### Given text
Courts Need Clarity When Multiple Crimes Can be Tried Together State v. Krause (#84599-3-1 Unpublished)

This is an unpublished case discussed here because Mr. Krause got four rape charges reversed and remanded! Division One appears to be inviting further review by the Washington Supreme Court. The State always desires, and the criminal rules permit, trial of multiple, separate criminal offenses against a defendant in a single trial for “judicial economy.” But judicial economy cannot override undue prejudice to a defendant’s substantive rights. Division One alluded to State v. Bluford, 188 Wn. 2d 298, 311, 315-16 (2017), and State v. Slater, 197 Wn. 2d 660, 680 (220), where undue prejudice was present and reversal warranted when the State introduced “prejudicial” evidence of other acts that would have been inadmissible in severed trials.

Mr. Krause was charged with three counts of Rape in the Third Degree for allegedly having sexual intercourse with three different girls who went to the same high school and knew each other. He was also charged with Rape in the Second Degree for having sex with one of the girls who was allegedly so drunk she was incapable of giving consent.

### Data supplied

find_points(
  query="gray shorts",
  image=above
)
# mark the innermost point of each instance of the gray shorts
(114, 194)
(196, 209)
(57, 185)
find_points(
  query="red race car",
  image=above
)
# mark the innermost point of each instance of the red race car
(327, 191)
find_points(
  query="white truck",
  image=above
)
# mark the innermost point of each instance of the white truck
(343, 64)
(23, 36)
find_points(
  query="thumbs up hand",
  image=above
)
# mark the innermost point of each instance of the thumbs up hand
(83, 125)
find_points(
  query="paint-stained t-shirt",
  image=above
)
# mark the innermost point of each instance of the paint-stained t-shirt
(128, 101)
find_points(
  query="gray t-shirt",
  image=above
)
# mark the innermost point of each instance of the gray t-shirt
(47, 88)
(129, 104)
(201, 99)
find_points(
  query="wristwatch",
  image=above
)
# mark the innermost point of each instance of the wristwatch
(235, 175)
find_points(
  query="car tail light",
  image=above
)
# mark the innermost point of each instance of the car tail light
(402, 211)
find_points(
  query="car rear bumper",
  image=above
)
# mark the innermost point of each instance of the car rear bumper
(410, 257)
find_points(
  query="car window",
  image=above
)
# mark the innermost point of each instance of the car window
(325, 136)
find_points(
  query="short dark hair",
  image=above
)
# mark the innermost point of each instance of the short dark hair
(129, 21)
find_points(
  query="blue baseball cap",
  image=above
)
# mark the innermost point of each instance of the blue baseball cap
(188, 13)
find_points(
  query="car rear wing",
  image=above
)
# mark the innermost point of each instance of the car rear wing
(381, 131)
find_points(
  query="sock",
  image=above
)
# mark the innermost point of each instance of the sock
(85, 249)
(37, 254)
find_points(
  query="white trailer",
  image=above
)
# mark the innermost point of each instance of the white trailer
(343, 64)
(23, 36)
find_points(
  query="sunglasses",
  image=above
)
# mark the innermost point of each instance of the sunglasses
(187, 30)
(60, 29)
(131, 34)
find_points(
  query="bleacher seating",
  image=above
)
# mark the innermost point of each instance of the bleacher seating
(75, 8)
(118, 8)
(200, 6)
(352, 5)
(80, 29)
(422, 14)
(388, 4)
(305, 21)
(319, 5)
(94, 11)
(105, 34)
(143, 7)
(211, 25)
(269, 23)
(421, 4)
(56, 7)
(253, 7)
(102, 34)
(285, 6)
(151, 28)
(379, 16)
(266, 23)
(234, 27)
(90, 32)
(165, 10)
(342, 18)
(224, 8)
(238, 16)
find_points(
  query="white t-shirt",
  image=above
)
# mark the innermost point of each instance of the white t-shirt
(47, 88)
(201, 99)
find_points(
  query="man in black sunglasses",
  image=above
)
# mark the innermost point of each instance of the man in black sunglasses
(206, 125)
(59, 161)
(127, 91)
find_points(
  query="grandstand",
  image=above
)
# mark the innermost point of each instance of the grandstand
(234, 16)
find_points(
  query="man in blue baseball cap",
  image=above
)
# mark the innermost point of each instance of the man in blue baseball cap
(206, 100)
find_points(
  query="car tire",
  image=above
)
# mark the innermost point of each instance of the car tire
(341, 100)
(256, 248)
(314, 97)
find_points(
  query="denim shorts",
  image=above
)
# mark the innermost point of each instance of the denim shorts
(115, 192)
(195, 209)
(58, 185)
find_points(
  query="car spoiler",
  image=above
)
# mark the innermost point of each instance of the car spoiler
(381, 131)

### What the exercise asks
Extend the discussion of State v. Krause, picking up right after its last sentence. The material is not needed for anything that comes next.

### Result of this exercise
Girl #1’s case was quite a bit different than numbers 2 and 3. #1 was forced into a deserted part of the high school after class. Krause forced digital and penile penetration, even after she repeatedly said no. There was forensic evidence left on a bloodied shirt. #1 immediately told her parents, police, and hospital staff about the assault.

#2 admitted there were times she engaged in consensual sex with Krause, although “it just didn’t feel right.” She ended the sexual relationship because he was resistant to wearing a condom. #2 later went for a drive with Krause, who kept “persisting” about kissing her. She told him to stop. She testified at trial that “playing in her mind” was her general awareness “of the allegations involving” #1. She convinced Krause to drive on from where they had stopped. He stated he had to drop by his mom’s house. #2 went inside the house, where she was vaginally and anally raped. Unlike #1, #2 did not tell her parents immediately about her rape. She testified her reason for delayed reporting was she “had seen how everyone had treated” #1.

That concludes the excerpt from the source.